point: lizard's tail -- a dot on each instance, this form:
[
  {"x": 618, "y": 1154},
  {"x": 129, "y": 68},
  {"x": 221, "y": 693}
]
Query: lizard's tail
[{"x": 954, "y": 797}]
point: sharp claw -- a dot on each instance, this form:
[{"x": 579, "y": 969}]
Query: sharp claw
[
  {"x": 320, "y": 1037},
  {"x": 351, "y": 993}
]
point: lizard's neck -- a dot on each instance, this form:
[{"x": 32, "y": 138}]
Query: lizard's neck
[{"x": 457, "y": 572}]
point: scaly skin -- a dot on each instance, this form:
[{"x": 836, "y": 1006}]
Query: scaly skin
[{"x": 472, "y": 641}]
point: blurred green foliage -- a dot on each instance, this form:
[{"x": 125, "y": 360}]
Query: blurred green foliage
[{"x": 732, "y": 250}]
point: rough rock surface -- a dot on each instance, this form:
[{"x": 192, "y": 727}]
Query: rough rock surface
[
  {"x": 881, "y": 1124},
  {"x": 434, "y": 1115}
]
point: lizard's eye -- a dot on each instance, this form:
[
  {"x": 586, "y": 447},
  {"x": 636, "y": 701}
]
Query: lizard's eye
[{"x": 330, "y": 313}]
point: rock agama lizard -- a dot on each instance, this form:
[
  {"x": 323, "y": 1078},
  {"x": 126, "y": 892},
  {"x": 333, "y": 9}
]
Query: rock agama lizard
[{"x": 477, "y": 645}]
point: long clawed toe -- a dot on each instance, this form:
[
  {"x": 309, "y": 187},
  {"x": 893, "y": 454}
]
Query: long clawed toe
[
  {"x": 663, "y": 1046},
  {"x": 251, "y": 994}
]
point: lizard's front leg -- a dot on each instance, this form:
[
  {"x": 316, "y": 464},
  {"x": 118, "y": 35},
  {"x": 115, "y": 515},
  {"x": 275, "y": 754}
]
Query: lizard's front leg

---

> **Work order**
Each line from the one containing "Query: lizard's eye" down to the last line of the material above is to be transcribed exactly, with nothing else included.

> **Written solution**
Query: lizard's eye
[{"x": 330, "y": 313}]
point: rock agama lizard -- a dot on each instance, this form:
[
  {"x": 323, "y": 1078},
  {"x": 126, "y": 892},
  {"x": 333, "y": 9}
]
Query: rock agama lizard
[{"x": 477, "y": 645}]
point: long clawed toe -- a dot on each instance, this form:
[
  {"x": 309, "y": 187},
  {"x": 893, "y": 454}
]
Query: long clawed toe
[
  {"x": 663, "y": 1046},
  {"x": 251, "y": 994}
]
point: lizard's front leg -- a dot on each instance, this form:
[
  {"x": 316, "y": 464},
  {"x": 118, "y": 35},
  {"x": 115, "y": 515},
  {"x": 275, "y": 754}
]
Query: lizard's front leg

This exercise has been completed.